"""
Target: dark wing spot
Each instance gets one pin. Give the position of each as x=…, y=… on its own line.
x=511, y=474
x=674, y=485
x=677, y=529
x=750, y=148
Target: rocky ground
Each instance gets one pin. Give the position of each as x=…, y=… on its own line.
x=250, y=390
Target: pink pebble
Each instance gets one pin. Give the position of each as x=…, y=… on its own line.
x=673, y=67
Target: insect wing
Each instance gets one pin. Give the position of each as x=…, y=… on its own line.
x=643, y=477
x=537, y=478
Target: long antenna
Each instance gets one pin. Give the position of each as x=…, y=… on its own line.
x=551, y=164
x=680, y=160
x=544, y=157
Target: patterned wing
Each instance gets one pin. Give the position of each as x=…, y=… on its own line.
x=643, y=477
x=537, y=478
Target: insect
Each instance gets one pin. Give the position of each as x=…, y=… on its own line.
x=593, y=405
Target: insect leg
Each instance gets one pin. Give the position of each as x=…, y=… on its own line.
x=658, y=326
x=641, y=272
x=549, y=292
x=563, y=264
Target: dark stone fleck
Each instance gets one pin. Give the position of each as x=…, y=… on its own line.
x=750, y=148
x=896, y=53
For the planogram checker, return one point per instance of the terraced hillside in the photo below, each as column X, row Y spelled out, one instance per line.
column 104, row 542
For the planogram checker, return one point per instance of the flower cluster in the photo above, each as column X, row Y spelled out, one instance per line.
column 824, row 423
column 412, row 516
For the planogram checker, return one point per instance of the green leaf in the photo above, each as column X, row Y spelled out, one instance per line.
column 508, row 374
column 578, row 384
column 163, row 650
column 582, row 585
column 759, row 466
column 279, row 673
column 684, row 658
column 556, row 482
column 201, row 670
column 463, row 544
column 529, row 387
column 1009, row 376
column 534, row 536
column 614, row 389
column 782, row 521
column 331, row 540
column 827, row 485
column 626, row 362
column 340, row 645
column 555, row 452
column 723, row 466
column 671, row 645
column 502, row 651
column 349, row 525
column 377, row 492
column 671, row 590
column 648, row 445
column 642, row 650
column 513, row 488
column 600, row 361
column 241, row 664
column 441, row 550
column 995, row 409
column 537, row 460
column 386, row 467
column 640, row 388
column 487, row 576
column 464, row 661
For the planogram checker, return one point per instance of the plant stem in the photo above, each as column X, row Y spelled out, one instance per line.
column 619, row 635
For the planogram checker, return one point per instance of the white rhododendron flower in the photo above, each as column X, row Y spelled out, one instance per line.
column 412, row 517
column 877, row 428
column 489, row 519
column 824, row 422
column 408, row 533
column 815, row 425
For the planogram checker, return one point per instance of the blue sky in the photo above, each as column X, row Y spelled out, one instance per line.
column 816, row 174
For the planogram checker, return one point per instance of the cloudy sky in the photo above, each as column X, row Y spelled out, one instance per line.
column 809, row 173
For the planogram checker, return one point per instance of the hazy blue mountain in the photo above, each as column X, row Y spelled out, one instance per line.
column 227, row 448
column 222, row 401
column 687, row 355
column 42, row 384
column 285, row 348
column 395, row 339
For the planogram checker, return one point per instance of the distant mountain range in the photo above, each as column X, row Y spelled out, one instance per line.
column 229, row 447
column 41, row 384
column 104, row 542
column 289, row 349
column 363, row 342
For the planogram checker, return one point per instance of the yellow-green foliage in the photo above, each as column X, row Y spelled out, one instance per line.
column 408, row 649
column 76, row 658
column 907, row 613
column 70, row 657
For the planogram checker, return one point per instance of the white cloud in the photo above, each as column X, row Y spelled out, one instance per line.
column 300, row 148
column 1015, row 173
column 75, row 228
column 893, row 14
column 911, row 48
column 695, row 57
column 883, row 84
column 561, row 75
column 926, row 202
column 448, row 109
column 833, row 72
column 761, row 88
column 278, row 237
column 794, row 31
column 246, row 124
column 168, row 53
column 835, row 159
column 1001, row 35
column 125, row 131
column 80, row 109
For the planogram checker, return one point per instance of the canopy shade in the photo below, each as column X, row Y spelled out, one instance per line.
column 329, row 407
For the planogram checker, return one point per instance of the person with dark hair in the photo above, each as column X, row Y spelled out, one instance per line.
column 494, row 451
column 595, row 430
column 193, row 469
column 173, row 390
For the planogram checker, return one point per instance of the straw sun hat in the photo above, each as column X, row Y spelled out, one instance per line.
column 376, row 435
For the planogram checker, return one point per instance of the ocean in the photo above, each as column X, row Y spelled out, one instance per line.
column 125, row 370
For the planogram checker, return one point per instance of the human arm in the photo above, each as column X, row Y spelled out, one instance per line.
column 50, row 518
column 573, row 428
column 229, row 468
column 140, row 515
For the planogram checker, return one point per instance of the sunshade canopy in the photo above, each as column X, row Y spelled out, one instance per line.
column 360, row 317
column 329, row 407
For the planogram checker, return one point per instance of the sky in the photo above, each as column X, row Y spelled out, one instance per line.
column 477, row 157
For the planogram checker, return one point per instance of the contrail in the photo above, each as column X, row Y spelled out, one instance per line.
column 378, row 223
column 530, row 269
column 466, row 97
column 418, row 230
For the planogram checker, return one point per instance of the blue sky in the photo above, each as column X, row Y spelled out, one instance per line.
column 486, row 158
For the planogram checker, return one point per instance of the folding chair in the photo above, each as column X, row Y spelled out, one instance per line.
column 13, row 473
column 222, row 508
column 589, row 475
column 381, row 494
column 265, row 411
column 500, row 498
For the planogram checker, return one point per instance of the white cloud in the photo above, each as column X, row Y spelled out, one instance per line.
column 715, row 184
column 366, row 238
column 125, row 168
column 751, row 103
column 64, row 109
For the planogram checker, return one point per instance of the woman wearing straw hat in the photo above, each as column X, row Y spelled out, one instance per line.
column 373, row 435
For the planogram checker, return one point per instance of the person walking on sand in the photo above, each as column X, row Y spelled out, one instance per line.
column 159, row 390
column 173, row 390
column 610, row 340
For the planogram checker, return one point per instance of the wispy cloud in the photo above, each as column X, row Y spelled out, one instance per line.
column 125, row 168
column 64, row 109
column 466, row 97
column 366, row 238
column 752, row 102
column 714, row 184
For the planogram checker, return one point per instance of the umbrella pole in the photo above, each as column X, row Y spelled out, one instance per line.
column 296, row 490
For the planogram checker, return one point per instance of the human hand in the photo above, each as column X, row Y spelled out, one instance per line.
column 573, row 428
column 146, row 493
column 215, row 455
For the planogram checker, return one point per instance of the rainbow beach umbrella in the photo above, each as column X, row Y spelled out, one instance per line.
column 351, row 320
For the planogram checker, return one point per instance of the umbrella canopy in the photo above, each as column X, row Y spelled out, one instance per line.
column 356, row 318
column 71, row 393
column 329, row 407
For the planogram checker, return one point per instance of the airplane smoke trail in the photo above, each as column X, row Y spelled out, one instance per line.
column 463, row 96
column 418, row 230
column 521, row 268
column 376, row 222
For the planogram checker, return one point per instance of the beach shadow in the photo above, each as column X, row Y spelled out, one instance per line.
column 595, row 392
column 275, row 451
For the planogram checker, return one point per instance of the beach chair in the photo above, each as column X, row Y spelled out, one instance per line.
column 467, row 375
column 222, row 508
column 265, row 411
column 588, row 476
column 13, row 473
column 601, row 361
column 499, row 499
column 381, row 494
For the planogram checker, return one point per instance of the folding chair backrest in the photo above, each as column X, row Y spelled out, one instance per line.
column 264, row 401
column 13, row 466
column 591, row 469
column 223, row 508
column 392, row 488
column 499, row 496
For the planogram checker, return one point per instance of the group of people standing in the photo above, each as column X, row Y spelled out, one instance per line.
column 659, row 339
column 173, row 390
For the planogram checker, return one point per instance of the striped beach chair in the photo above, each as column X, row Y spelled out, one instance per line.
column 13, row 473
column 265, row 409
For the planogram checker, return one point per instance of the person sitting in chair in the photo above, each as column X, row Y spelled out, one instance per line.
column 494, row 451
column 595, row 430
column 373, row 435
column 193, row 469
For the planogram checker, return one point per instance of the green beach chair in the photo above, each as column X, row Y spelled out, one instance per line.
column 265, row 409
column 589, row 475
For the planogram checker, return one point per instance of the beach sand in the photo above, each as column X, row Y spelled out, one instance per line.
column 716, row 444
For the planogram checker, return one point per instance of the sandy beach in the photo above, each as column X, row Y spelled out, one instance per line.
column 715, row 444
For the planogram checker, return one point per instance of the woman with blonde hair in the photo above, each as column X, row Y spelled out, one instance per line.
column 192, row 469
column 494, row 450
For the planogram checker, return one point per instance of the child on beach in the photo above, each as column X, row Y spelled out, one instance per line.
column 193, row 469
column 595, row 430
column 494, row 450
"""
Required work - Reproduce the lines above unchanged, starting at the line that contains "of the distant" and ending with the line that contains "column 70, row 657".

Full answer -
For the planogram checker, return one point per instance of the distant mountain range in the photo above, each as column X, row Y spelled out, one instance per line.
column 229, row 447
column 41, row 384
column 104, row 542
column 289, row 349
column 363, row 342
For the planogram checker, return one point per instance of the yellow-green foliage in the photo above, each as column X, row Y spelled out, one instance per line.
column 408, row 649
column 76, row 658
column 907, row 613
column 70, row 657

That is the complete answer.